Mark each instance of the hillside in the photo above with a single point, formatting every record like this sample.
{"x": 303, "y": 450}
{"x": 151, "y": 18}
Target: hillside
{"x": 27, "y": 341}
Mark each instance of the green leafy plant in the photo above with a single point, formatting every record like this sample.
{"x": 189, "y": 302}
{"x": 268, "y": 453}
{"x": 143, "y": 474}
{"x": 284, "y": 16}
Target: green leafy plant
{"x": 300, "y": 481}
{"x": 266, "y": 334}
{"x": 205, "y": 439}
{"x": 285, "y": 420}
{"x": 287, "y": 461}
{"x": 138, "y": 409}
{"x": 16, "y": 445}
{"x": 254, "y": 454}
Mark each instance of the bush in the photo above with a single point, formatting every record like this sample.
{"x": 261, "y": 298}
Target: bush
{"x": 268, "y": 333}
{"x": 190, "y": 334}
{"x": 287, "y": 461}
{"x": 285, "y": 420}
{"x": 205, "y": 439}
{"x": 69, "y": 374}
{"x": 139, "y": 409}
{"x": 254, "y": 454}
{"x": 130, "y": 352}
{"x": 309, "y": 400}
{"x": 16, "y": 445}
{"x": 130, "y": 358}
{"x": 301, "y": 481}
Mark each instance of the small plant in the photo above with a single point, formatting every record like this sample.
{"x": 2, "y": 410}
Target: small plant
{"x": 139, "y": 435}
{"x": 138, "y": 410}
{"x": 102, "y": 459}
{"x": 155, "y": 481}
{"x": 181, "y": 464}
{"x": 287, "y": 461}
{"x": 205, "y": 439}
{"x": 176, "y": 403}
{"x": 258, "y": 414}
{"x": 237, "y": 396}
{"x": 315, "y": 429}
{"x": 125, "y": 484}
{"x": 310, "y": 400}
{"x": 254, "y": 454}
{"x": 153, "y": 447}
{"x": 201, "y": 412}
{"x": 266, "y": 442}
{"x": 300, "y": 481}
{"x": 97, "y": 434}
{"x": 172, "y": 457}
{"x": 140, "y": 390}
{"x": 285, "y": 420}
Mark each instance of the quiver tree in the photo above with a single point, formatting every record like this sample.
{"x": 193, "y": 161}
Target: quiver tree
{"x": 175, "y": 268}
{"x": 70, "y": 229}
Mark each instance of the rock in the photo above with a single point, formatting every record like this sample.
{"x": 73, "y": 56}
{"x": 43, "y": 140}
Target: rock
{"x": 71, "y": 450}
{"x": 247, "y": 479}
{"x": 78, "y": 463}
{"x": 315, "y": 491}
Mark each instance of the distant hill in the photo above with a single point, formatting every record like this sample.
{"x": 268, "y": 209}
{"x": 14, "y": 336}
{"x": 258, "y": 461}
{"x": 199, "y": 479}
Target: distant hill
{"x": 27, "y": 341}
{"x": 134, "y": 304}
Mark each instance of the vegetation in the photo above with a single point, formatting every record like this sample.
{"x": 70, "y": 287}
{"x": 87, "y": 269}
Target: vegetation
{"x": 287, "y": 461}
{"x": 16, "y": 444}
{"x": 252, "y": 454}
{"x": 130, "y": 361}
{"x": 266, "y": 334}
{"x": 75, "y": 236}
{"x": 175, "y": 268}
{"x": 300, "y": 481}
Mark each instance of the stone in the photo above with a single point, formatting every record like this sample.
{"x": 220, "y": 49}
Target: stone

----------

#### STATED GOAL:
Write the data from above out again, exactly.

#### WRITTEN SOLUTION:
Mark each instance of the hillside in the photo above with a single point, formatting every record like this sample.
{"x": 303, "y": 450}
{"x": 151, "y": 18}
Target: hillside
{"x": 27, "y": 341}
Mark each instance of the green leafy plant in the photo above with a single point, formatting every record like this sample.
{"x": 189, "y": 302}
{"x": 268, "y": 453}
{"x": 143, "y": 474}
{"x": 284, "y": 16}
Target: green leafy plant
{"x": 300, "y": 481}
{"x": 266, "y": 334}
{"x": 205, "y": 439}
{"x": 285, "y": 420}
{"x": 287, "y": 461}
{"x": 138, "y": 409}
{"x": 16, "y": 445}
{"x": 254, "y": 454}
Mark each instance of the bush in the photo above with a single point, formatting every record like this sample.
{"x": 261, "y": 298}
Target: bush
{"x": 268, "y": 333}
{"x": 190, "y": 334}
{"x": 287, "y": 461}
{"x": 285, "y": 420}
{"x": 205, "y": 439}
{"x": 69, "y": 374}
{"x": 139, "y": 409}
{"x": 254, "y": 454}
{"x": 130, "y": 352}
{"x": 309, "y": 400}
{"x": 16, "y": 445}
{"x": 130, "y": 358}
{"x": 301, "y": 481}
Mark each instance of the small plant in the photo above with a single point, formatting every record like this sample.
{"x": 2, "y": 410}
Target: small plant
{"x": 139, "y": 435}
{"x": 138, "y": 410}
{"x": 102, "y": 459}
{"x": 155, "y": 481}
{"x": 181, "y": 464}
{"x": 287, "y": 461}
{"x": 205, "y": 439}
{"x": 176, "y": 403}
{"x": 258, "y": 414}
{"x": 237, "y": 396}
{"x": 315, "y": 429}
{"x": 125, "y": 484}
{"x": 310, "y": 400}
{"x": 254, "y": 454}
{"x": 153, "y": 447}
{"x": 201, "y": 412}
{"x": 266, "y": 442}
{"x": 300, "y": 481}
{"x": 97, "y": 434}
{"x": 172, "y": 457}
{"x": 140, "y": 390}
{"x": 285, "y": 420}
Mark each instance of the quiver tree in the photo above with a single point, formatting every record like this sample.
{"x": 193, "y": 161}
Target: quiver tree
{"x": 175, "y": 268}
{"x": 70, "y": 229}
Mark each instance of the rock in the photo above with a single point, formatting every record like this sample.
{"x": 73, "y": 56}
{"x": 43, "y": 140}
Target: rock
{"x": 71, "y": 450}
{"x": 247, "y": 479}
{"x": 78, "y": 463}
{"x": 315, "y": 491}
Mark each instance of the distant hill in the photo above with a single point, formatting every record like this sample.
{"x": 268, "y": 209}
{"x": 14, "y": 336}
{"x": 258, "y": 461}
{"x": 199, "y": 479}
Target: distant hill
{"x": 27, "y": 341}
{"x": 134, "y": 304}
Mark each instance of the vegetation in the photo above with a single point, formatting every record like this sample.
{"x": 70, "y": 287}
{"x": 87, "y": 269}
Target: vegetation
{"x": 287, "y": 461}
{"x": 16, "y": 444}
{"x": 252, "y": 454}
{"x": 130, "y": 361}
{"x": 266, "y": 334}
{"x": 75, "y": 236}
{"x": 175, "y": 268}
{"x": 300, "y": 481}
Mark each instance of the stone in the photo above with a single point, formatting every record like this sample.
{"x": 220, "y": 49}
Target: stone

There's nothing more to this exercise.